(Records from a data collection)
** Start **

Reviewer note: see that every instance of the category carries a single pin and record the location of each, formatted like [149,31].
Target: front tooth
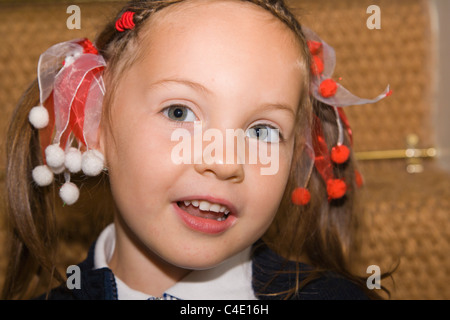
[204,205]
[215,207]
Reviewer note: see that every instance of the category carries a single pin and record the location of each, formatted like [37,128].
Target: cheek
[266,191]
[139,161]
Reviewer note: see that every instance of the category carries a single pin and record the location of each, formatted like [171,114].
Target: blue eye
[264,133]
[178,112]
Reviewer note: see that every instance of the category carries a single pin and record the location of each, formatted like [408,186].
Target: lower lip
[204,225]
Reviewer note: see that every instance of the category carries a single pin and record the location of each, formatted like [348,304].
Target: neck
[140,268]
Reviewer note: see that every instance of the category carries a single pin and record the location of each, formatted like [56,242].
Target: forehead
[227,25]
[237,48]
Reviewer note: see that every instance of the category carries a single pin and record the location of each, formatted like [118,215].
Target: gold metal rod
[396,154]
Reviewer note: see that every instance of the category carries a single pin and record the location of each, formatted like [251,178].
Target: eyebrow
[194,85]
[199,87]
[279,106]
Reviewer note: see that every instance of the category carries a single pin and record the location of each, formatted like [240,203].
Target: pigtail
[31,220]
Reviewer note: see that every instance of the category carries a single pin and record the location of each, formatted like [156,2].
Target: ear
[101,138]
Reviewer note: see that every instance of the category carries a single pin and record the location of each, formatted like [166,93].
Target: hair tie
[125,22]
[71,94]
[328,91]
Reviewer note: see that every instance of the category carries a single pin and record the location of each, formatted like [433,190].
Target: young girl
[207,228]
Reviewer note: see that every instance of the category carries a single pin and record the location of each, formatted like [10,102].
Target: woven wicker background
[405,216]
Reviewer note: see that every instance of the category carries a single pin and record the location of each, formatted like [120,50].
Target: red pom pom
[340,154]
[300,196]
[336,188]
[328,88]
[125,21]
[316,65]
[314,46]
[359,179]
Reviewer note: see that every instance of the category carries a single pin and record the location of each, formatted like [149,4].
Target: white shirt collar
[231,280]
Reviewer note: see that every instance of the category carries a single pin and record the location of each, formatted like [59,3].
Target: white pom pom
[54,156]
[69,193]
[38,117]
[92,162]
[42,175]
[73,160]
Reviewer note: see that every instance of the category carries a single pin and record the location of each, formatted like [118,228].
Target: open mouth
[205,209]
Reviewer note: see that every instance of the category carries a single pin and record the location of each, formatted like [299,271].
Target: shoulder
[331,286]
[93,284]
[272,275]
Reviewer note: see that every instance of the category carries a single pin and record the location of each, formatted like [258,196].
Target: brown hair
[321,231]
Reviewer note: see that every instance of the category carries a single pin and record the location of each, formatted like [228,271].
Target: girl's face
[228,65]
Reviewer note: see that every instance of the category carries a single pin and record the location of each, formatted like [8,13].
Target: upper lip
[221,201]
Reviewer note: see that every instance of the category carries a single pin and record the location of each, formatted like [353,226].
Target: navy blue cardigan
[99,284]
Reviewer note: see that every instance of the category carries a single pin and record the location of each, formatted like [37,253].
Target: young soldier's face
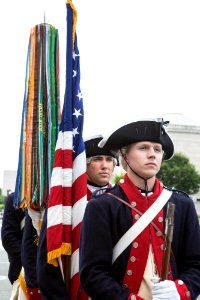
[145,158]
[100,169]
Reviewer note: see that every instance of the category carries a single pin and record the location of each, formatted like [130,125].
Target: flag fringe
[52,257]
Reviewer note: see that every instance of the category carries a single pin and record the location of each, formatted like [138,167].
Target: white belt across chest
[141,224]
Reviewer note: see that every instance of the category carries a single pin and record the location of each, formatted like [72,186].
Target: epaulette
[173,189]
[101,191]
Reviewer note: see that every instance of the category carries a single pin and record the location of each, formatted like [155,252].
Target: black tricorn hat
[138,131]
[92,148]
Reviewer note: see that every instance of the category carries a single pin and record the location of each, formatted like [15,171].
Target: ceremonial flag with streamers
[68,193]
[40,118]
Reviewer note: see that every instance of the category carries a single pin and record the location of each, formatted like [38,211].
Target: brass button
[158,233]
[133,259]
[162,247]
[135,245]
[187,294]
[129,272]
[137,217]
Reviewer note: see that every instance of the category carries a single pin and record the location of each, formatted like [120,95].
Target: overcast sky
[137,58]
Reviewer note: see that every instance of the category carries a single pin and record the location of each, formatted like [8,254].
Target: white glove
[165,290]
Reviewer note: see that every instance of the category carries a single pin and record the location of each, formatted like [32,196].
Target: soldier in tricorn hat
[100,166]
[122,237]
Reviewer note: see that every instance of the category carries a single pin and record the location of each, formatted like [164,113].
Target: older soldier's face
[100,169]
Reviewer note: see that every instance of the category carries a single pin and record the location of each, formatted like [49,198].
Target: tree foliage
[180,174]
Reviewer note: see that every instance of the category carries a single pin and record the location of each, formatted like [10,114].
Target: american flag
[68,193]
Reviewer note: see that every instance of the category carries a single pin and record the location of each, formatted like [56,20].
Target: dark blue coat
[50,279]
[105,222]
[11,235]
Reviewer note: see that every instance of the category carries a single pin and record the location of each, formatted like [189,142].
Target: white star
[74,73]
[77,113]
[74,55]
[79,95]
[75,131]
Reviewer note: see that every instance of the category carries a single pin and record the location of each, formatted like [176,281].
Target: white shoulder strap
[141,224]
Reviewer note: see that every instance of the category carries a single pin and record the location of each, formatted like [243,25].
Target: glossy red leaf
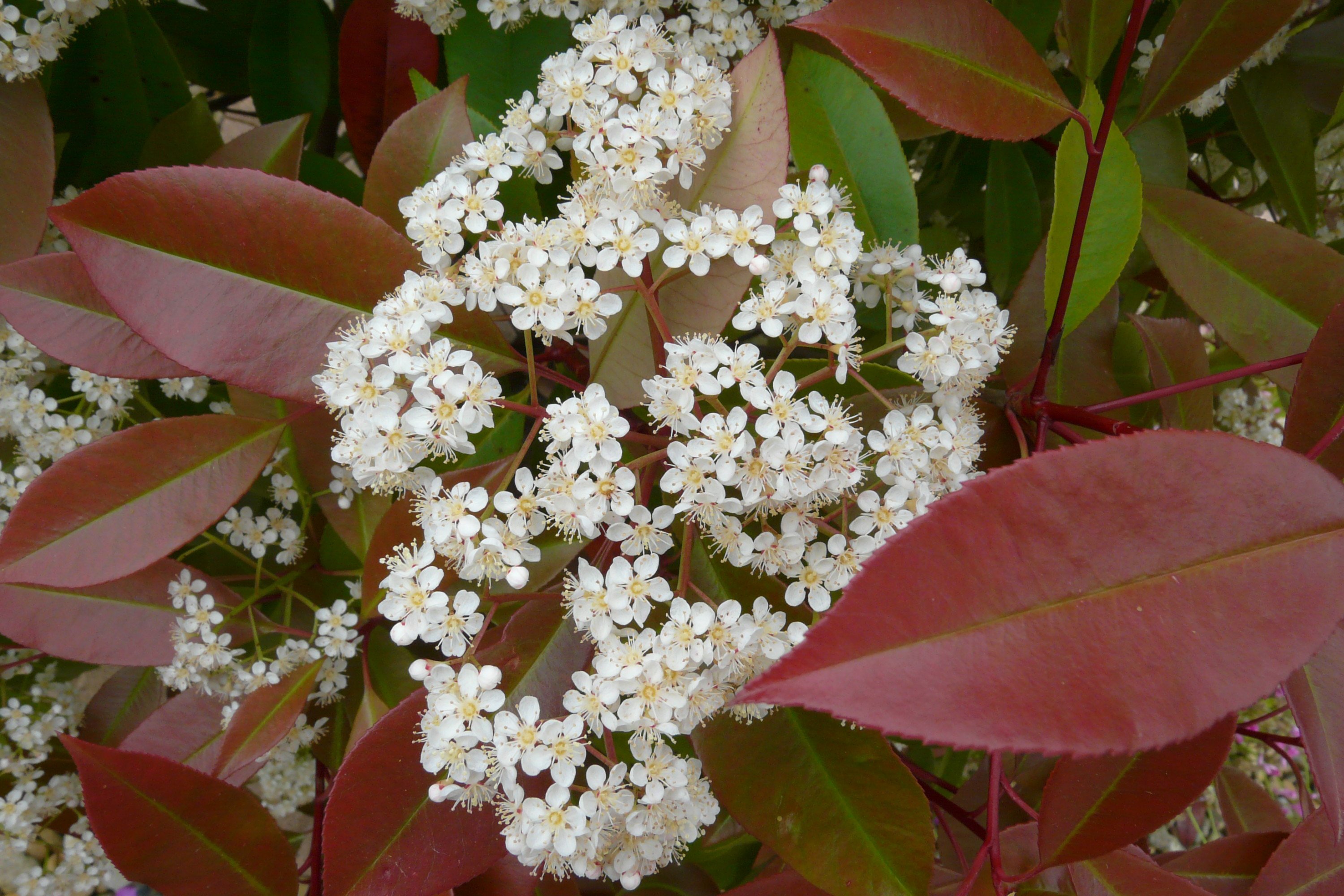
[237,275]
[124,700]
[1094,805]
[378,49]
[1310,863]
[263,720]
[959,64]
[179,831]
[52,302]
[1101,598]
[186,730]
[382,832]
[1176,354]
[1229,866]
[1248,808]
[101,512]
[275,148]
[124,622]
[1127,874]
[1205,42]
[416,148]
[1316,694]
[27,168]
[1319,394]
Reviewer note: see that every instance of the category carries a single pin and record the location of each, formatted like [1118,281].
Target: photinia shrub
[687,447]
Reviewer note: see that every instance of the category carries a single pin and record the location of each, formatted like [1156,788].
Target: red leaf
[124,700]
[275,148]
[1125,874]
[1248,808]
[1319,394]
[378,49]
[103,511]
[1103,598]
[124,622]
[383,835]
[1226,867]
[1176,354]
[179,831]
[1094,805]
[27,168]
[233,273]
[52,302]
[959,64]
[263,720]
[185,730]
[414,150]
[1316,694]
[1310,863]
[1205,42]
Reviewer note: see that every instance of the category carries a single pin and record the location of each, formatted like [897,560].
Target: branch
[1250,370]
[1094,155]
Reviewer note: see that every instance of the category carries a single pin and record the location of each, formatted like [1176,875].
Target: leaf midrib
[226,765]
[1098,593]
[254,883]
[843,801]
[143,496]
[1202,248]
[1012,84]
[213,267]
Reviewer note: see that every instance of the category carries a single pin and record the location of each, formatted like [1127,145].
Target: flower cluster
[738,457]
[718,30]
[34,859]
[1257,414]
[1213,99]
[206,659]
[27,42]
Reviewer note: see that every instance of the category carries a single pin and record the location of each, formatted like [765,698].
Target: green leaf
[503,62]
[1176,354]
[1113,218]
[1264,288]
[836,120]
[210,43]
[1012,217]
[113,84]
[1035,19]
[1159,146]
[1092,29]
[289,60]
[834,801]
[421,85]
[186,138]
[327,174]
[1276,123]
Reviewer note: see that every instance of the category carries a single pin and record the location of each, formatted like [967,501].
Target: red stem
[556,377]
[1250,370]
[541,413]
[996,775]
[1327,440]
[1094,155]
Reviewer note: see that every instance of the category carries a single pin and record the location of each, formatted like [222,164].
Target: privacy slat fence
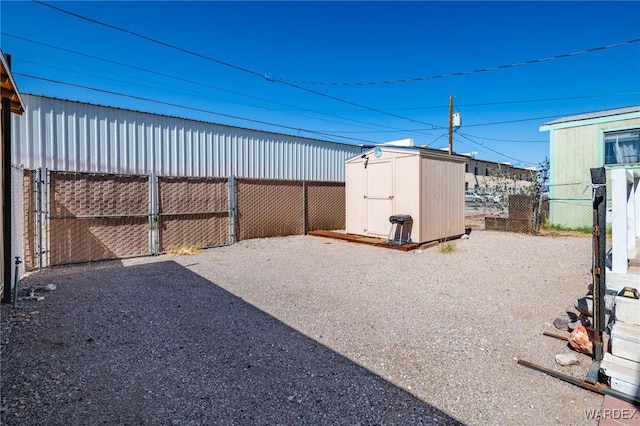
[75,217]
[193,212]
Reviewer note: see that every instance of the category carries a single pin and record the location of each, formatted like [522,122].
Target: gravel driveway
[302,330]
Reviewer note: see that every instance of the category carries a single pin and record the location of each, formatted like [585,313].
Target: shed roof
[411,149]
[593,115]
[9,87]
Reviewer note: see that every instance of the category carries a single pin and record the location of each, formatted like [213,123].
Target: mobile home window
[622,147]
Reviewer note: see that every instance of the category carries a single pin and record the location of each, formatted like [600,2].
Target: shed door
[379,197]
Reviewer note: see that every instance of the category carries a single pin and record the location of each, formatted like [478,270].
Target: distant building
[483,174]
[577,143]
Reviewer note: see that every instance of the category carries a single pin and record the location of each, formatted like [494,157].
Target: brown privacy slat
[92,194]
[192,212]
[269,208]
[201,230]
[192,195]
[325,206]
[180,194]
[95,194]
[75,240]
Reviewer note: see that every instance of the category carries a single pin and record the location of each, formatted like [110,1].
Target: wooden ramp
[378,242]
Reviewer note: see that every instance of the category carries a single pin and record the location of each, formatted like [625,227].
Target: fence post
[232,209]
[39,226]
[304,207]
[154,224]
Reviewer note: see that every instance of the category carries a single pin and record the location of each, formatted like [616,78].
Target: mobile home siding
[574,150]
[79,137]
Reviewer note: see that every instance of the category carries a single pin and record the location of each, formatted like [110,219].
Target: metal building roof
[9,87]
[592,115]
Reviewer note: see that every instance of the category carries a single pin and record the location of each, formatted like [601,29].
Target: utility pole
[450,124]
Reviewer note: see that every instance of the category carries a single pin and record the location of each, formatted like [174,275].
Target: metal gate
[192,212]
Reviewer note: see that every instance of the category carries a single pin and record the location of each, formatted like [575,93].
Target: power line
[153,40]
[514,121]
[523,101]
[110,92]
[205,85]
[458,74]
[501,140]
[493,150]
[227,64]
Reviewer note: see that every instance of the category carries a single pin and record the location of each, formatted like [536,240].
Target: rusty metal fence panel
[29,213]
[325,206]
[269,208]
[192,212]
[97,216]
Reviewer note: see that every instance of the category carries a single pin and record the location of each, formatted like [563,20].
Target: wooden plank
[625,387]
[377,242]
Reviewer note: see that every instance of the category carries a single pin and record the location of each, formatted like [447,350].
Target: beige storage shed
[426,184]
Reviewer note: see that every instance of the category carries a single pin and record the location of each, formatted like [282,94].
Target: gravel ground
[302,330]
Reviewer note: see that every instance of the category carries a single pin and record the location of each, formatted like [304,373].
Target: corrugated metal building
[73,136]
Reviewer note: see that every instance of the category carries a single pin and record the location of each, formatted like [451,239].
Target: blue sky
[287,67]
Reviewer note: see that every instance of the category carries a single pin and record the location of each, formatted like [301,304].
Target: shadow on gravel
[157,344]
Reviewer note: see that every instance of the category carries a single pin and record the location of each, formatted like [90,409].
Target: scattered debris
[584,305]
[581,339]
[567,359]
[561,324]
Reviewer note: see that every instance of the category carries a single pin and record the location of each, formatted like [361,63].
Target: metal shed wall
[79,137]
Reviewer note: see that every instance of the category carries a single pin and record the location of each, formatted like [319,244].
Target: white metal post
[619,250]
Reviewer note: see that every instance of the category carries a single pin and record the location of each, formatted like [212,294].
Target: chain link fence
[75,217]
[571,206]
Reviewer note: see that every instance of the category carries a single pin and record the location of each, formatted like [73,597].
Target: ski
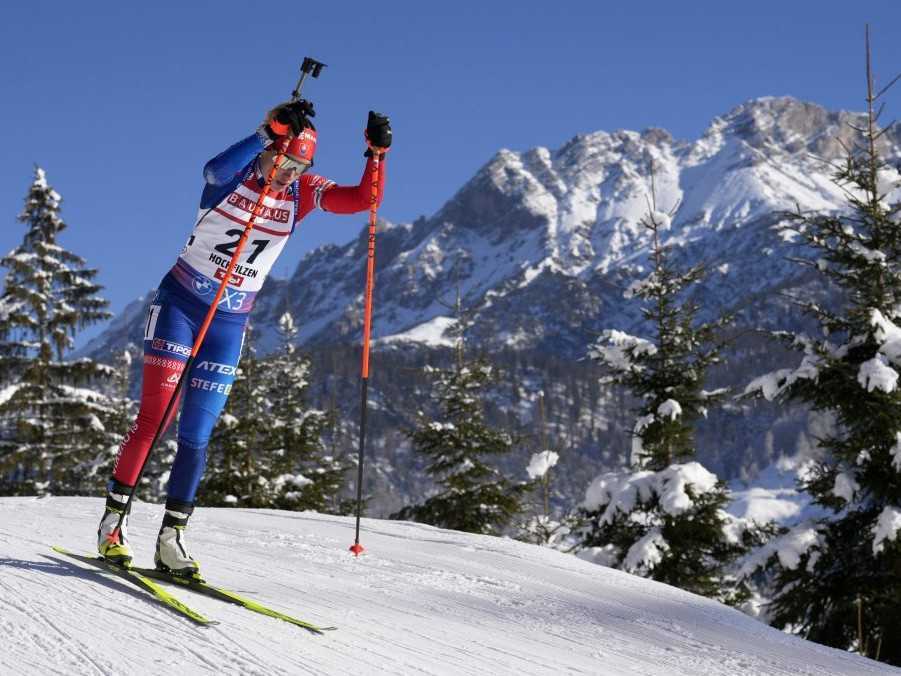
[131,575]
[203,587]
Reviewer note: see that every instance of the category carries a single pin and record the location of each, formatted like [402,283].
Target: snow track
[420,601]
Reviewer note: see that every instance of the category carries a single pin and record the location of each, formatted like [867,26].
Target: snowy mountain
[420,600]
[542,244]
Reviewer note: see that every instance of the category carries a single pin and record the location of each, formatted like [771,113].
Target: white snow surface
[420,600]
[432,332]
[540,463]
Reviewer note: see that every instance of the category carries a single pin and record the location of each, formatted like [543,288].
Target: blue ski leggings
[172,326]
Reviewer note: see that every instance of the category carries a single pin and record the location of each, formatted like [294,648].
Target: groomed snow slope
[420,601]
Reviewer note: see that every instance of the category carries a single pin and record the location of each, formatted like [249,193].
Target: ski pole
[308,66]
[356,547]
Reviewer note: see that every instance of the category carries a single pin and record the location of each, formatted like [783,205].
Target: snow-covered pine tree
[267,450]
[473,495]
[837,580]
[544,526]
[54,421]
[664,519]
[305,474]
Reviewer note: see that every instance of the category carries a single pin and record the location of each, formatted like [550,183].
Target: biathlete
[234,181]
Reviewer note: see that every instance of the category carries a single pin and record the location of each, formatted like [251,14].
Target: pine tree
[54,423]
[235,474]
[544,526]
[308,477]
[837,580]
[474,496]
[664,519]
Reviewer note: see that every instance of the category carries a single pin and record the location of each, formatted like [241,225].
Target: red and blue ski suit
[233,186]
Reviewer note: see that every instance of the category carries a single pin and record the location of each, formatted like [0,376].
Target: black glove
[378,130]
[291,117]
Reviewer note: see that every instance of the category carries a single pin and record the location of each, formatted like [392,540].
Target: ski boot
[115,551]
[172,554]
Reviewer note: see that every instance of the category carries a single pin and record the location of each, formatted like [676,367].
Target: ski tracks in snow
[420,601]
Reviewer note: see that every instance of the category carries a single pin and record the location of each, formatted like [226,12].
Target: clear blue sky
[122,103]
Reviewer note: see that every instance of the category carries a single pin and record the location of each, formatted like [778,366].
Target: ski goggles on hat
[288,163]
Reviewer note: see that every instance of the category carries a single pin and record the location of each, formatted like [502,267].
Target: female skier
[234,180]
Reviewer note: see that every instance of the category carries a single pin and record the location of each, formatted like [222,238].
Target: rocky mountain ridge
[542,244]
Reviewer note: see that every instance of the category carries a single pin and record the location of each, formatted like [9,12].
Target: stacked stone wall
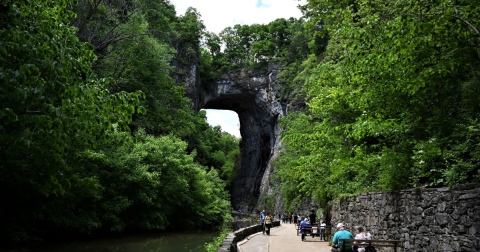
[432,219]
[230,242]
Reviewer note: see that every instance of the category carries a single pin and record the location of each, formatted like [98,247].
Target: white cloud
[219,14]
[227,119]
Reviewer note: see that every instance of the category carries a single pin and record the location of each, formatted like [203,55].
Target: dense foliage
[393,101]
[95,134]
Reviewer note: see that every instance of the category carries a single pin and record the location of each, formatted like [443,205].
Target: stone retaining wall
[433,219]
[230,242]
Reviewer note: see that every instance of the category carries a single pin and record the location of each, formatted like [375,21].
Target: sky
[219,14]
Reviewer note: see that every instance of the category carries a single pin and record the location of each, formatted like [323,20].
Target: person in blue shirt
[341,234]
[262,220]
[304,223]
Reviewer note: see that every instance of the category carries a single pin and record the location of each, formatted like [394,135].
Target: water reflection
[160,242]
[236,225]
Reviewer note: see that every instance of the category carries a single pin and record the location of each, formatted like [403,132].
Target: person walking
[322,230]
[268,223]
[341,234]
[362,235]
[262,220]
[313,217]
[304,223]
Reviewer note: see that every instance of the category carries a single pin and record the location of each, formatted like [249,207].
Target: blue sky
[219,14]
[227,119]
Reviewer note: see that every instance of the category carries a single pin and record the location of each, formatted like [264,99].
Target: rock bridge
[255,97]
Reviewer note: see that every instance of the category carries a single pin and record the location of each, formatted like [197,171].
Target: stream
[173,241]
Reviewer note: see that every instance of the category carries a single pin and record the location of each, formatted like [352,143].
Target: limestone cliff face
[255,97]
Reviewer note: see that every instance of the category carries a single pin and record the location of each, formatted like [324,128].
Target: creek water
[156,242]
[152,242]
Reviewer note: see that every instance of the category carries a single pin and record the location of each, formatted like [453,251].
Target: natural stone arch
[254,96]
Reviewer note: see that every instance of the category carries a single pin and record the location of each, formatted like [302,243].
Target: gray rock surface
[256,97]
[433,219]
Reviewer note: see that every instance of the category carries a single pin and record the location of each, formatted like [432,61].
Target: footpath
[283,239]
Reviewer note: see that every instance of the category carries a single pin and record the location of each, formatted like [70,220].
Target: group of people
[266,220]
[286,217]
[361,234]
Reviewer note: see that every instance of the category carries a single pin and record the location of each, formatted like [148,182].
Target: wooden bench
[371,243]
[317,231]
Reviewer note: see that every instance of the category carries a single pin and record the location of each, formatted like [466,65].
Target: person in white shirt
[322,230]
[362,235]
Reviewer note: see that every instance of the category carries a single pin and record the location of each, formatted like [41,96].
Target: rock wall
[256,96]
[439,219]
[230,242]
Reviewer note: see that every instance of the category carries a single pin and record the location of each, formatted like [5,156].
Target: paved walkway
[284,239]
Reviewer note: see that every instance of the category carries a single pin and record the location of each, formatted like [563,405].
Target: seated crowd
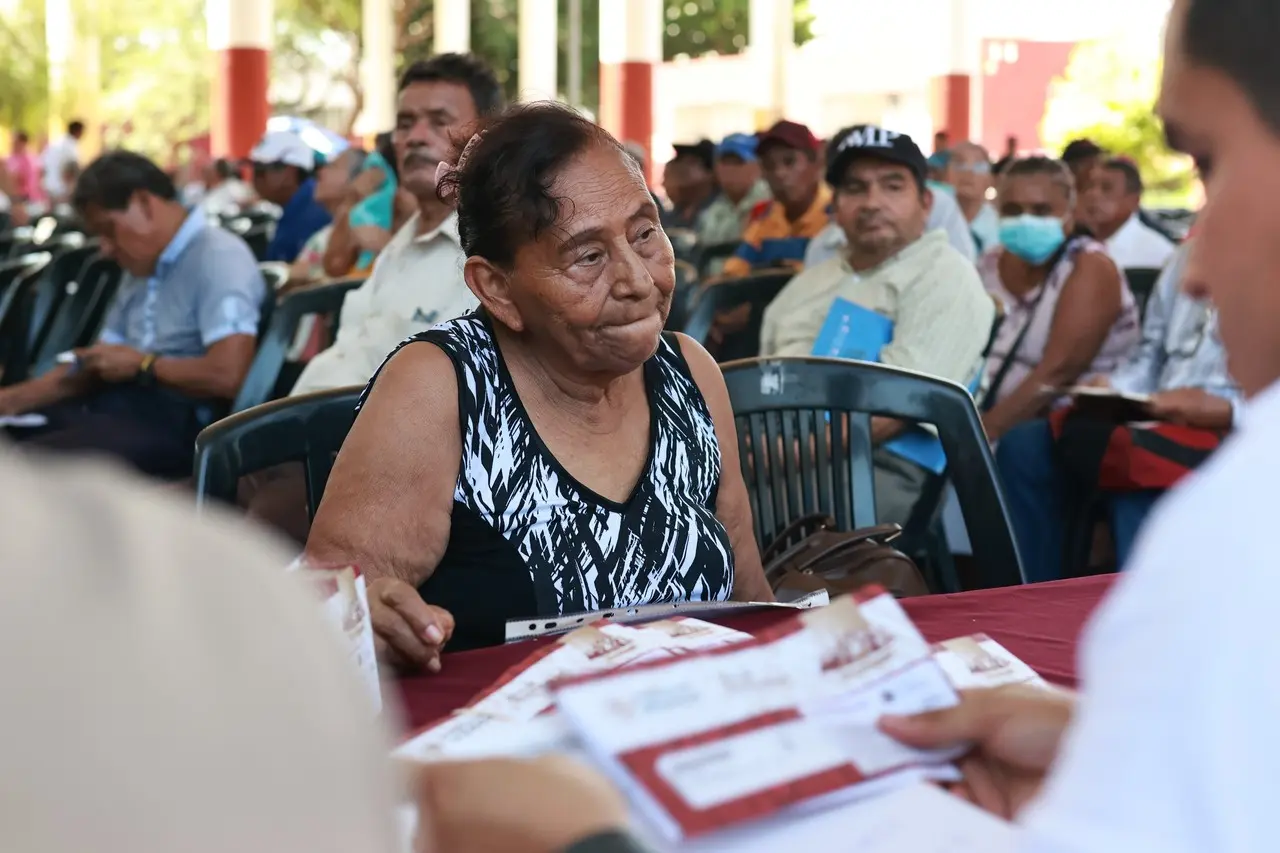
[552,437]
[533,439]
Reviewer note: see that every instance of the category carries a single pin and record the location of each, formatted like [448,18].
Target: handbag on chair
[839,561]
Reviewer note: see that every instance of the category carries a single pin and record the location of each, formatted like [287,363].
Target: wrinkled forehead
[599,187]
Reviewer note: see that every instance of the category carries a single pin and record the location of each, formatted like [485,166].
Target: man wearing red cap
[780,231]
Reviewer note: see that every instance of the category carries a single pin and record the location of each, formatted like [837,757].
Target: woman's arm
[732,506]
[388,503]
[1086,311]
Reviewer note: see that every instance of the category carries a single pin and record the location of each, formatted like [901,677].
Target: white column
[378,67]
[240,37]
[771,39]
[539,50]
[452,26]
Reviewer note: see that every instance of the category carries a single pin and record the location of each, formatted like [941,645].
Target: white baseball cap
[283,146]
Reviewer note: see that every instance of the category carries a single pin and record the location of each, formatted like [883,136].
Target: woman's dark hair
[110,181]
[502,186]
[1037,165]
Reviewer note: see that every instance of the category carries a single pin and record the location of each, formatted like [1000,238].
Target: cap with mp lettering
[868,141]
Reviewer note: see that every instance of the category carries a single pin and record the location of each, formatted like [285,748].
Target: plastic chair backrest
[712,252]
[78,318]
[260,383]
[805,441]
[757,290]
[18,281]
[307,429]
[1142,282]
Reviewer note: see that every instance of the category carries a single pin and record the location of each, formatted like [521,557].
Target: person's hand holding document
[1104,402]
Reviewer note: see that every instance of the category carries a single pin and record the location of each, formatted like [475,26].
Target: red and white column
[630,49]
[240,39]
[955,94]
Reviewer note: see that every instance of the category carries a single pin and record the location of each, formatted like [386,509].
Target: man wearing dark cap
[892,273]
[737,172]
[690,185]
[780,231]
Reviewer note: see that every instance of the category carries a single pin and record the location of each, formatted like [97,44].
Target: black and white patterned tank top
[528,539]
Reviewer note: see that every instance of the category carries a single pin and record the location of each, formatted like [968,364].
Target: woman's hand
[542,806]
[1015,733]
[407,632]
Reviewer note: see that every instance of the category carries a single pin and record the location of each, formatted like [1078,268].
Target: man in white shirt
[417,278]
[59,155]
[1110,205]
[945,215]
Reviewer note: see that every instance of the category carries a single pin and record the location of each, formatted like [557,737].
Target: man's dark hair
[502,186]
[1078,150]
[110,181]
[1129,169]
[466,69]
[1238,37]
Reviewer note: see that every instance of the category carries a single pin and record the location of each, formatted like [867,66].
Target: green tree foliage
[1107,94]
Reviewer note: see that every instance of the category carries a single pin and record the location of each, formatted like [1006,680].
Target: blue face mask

** End **

## Job
Find the line containing "formatted like [557,737]." in the material above. Print it and every line after it through the end, exactly and only those.

## Response below
Reviewer note: see that every instance of the category carries a single pin and record the location of each, formatted like [557,737].
Target: man's dark hair
[502,186]
[1078,150]
[110,181]
[1129,169]
[466,69]
[1238,37]
Reviewer note: see that every instance of the category carries a single pin and record the location of each, formatted like [867,66].
Target: green tree foliage
[1107,94]
Reviewer note: see that every instance of the category carries a single pin and record the location of each, formatted like [1006,680].
Target: blue face mask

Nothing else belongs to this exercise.